Aim: Please rewrite the records below, changing every "oar" to "paddle" and leaving everything else as it is. Leave out the pictures.
-- START Information shown --
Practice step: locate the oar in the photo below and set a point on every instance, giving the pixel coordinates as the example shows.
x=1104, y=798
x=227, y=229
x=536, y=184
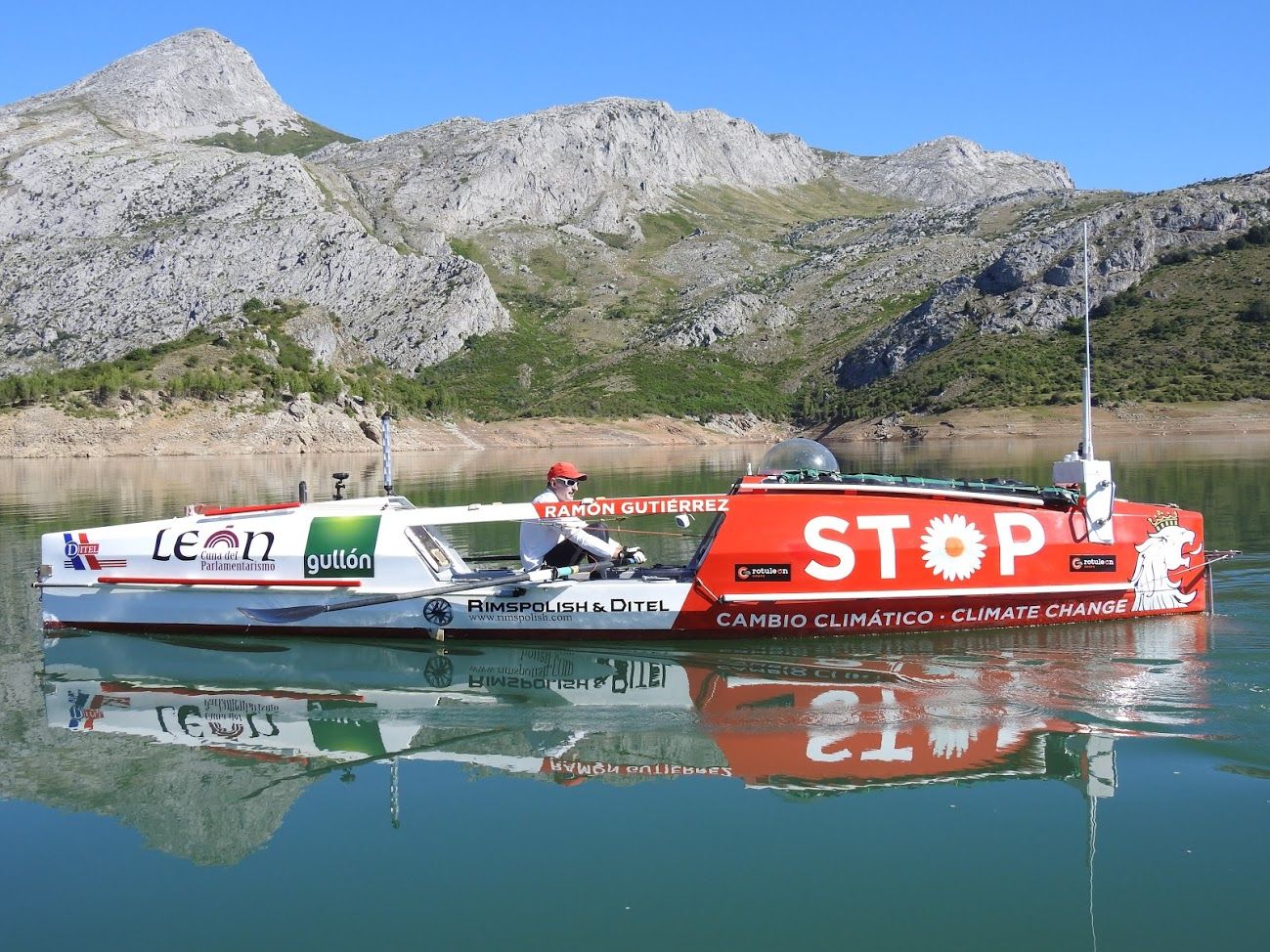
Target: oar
x=297, y=613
-- END Information shown --
Worked solution:
Practice step: locate the paddle in the photo below and set a point on every instance, giving the pixel coordinates as the example shows.
x=1104, y=798
x=227, y=229
x=536, y=184
Target: paddle
x=297, y=613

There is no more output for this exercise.